[start Input records]
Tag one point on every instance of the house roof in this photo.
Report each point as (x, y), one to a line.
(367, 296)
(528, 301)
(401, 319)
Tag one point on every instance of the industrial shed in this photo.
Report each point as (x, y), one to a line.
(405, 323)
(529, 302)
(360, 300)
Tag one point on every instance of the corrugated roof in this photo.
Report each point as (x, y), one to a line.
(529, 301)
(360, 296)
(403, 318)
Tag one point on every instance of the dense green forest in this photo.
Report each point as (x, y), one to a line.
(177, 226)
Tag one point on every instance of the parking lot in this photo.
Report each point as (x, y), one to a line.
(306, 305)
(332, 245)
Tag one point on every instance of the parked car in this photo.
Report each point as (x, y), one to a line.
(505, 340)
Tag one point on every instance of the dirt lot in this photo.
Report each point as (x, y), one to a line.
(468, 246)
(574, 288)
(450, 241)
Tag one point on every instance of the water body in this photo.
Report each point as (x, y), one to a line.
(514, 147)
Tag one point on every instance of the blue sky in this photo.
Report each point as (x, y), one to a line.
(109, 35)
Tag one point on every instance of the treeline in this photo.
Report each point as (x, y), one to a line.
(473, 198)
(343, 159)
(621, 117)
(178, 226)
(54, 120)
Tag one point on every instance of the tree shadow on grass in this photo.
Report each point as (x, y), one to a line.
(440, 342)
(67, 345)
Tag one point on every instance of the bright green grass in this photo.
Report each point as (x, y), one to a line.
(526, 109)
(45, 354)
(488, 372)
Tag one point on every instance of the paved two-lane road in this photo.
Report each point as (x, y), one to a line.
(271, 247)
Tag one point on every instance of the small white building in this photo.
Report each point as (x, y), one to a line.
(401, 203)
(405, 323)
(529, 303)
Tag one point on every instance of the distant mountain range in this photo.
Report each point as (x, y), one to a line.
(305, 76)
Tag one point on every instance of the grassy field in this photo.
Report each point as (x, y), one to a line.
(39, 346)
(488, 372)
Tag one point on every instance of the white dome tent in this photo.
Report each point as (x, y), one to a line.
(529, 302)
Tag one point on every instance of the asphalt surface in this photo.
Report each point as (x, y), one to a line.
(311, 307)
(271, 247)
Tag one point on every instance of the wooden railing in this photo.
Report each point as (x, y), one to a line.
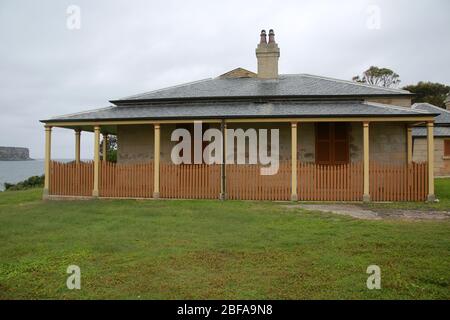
(245, 182)
(330, 182)
(126, 180)
(71, 179)
(398, 183)
(189, 181)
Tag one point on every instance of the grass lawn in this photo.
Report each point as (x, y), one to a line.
(211, 249)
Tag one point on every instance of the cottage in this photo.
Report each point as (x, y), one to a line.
(441, 138)
(338, 140)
[end Input records]
# [Instruction]
Rewrite all of the data above, replacing "photo" with "image" everywhere and leaving everything else unchanged. Omit the pictures.

# [The output]
Tag one point on every instance of the house roof in this image.
Report each point as (x, y), one to a line.
(367, 296)
(528, 301)
(401, 319)
Tag one point on every instance of the industrial shed in this image.
Report each point as (x, y), one to a line.
(405, 323)
(529, 302)
(360, 300)
Tag one point on every instance of the corrugated roof in this image.
Report each point as (x, y), one to a line.
(529, 301)
(360, 296)
(403, 318)
Tag one point on every instance of the dense green forest in this image.
Report each point as (x, y), one to a line.
(177, 226)
Tag one point on every instance of the parking lot in this image.
Report each point as (x, y), one to a line.
(306, 305)
(332, 245)
Tag one point on every instance of the parked car in this image.
Report each point as (x, y), one to a line.
(505, 340)
Tag one point on every instance of the dirt lot in this image.
Report each point as (x, y), one to a line.
(468, 246)
(574, 288)
(450, 241)
Tag one point on every instance of the water body in this image.
Report each point as (x, y), one to a line.
(514, 147)
Tag one point on every instance of the blue sky in this image.
Report each point as (x, y), one to a line.
(109, 35)
Tag one point on every instance of the treeline in this image.
Report each point as (x, y), one to a line.
(473, 198)
(343, 159)
(621, 117)
(178, 226)
(54, 120)
Tag one point on every instance of the tree shadow on grass in this image.
Report each point as (x, y), one to a line.
(440, 342)
(67, 345)
Tag one point on every instance of the bright green grass in this image.
Report each point as (x, y), one to a line.
(526, 109)
(45, 354)
(488, 372)
Tag one point on every instance of the paved two-lane road in this image.
Report each point as (x, y), one to a line.
(271, 247)
Tag one point on every instance of the small white building in this image.
Report each point as (x, y), one to a line.
(401, 203)
(405, 323)
(529, 303)
Tag one point on every instance of the distant mountain range in this image.
Report each point as (x, y), one to a line.
(305, 76)
Tag one point on every instance of the grassy field in this image.
Report each point as (x, y), one to a line.
(39, 346)
(488, 372)
Tag one point on every instance of the white dome tent in this image.
Report each point as (x, y), one to a line.
(529, 302)
Tag one point on every instance of the asphalt surface in this image.
Report each point as (x, y), one to a line.
(311, 307)
(271, 247)
Tag one point on every instance of the wooden railing in this image.
Report each point as (x, y), one to a line.
(245, 182)
(330, 182)
(126, 180)
(71, 179)
(398, 183)
(189, 181)
Tag one point on every instance of the grass lawn in this image.
Report each point as (x, y), one to a line.
(211, 249)
Tag one point on every instance of the cottage in this image.
Report each point as (x, y), one to a line.
(441, 138)
(338, 140)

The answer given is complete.